# WHAT YOU NEED TO DO:
Output the following data unchanged, line for line.

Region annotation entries
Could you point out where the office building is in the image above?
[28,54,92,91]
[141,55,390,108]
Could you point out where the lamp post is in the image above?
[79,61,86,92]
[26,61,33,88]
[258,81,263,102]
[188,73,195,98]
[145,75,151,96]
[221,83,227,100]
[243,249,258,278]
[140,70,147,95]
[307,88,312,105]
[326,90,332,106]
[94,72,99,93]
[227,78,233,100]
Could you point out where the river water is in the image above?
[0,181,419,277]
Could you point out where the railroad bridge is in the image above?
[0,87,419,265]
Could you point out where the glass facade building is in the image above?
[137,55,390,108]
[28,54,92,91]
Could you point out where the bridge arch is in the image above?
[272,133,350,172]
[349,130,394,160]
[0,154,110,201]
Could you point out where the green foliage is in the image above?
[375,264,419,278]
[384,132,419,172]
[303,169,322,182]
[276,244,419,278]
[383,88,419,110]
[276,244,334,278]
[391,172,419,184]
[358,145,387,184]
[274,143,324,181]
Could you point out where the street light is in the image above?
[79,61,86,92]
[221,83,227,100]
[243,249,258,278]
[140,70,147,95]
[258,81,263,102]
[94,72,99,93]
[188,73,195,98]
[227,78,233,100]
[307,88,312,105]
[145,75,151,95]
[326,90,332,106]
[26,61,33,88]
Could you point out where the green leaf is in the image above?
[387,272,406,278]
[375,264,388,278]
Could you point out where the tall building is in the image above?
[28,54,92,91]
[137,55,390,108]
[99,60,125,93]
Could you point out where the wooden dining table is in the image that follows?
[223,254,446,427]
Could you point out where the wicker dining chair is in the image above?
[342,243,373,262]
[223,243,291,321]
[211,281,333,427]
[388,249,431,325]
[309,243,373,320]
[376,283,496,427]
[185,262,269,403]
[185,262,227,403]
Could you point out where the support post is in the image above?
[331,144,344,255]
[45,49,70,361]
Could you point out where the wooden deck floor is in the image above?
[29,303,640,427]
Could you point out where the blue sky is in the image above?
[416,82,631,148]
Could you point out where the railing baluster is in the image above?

# TASK OUTPUT:
Could you point out where the office building is in the image above?
[28,54,92,91]
[141,55,390,108]
Could you point out where the lamp post is in the image above?
[79,61,86,92]
[26,61,33,88]
[258,81,263,102]
[188,73,195,98]
[145,75,151,96]
[221,83,227,100]
[243,249,258,278]
[140,70,147,95]
[307,88,312,105]
[326,90,332,106]
[94,72,99,93]
[227,78,233,100]
Could you point out where the river water is in the image above?
[0,181,419,277]
Could you point out where the railroad bridge is in the image above?
[0,87,419,265]
Could you point out where the glass facade building is in the image above?
[137,55,390,108]
[28,54,92,91]
Could you point out where the bridge arch is in the image above?
[272,133,350,172]
[349,130,394,160]
[0,154,110,201]
Could you point out where the green foliage is in the image above?
[375,264,419,278]
[384,132,419,172]
[303,169,322,182]
[276,244,419,278]
[383,88,419,110]
[276,244,334,278]
[391,172,419,184]
[358,145,387,184]
[274,143,324,181]
Could you point out where the street light is in the image above?
[79,61,86,92]
[221,83,227,100]
[243,249,258,278]
[140,70,147,95]
[258,81,263,102]
[94,72,99,93]
[188,73,195,98]
[227,78,233,100]
[307,88,312,105]
[145,75,151,95]
[326,90,332,106]
[26,61,33,88]
Could you point out where the green leaf is in the image above?
[387,272,406,278]
[375,264,388,278]
Could you point out where the tall building is in the image above?
[28,54,92,91]
[137,55,390,108]
[99,60,125,93]
Could you point out where the wooden dining table is in the image that follows?
[223,254,446,427]
Could you point out where the wicker dining chair is in the image above?
[342,243,373,262]
[223,243,291,321]
[211,281,333,427]
[388,249,431,325]
[309,243,373,320]
[376,283,496,427]
[185,262,269,403]
[185,262,227,403]
Could you point out where the support post is in the image above?
[331,144,344,255]
[45,49,70,361]
Could you point out where the wooden deck floor is in the image above?
[29,303,640,427]
Could you point out where the blue sky is in the image above?
[416,82,631,148]
Could you point out where the railing baluster is in the image above?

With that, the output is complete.